▶ _What needs to be done_
The range runs from the line containing "Please drop a marker on the concrete" to the last line of the entries. Copy that range exactly, omitting pictures.

▶ _Given information_
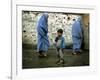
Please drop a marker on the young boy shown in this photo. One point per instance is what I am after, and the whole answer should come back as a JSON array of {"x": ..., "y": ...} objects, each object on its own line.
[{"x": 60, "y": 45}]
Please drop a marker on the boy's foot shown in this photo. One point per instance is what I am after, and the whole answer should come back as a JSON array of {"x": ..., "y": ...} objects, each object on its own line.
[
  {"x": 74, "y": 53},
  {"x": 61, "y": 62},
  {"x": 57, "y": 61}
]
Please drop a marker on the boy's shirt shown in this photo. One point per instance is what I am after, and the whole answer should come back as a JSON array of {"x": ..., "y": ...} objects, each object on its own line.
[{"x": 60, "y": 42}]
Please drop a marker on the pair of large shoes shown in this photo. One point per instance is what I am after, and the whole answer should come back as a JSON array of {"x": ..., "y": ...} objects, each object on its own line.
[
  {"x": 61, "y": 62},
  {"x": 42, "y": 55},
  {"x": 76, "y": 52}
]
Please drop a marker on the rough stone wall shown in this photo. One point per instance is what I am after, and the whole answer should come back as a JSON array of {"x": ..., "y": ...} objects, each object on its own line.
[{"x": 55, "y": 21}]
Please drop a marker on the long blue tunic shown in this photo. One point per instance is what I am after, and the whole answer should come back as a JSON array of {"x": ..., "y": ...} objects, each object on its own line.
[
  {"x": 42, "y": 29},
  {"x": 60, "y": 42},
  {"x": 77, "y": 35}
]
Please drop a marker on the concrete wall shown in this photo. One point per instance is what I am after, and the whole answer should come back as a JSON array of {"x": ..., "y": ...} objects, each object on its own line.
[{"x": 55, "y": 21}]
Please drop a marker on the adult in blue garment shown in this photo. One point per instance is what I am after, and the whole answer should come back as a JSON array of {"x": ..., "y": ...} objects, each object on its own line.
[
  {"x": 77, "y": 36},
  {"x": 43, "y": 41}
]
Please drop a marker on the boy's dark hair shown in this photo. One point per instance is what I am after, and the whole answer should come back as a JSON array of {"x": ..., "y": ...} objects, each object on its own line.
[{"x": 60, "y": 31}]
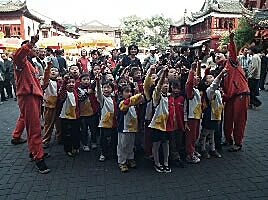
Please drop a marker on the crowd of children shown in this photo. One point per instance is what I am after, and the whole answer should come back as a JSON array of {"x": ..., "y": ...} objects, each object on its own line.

▶ _Completed task_
Please drop a marker on the concrete wall shown in this photo. One point per instance is what I am after, and the whole answer should come back as a JSON array of {"x": ..., "y": ...} objects, each object on its own line.
[{"x": 55, "y": 21}]
Please drop a marker on the adult in blue garment shown in this photo. One point per instance is what I am after, and the whole answer should come back as a JSON array of {"x": ..., "y": ...} objects, each object on its own line.
[
  {"x": 77, "y": 36},
  {"x": 43, "y": 41}
]
Please drop a marker on the boy's dark hair shown in this photo. One point per instance is what I am after, and the whole answer should come back as a JSON array of {"x": ..., "y": ...} objects, each object on its own line.
[{"x": 60, "y": 31}]
Please drop a marker on the crowd of children shown in this photo. One point per instance is what I am after, and the whole answer should come back as a JSON array of {"x": ..., "y": ...} objects, each object on its own line.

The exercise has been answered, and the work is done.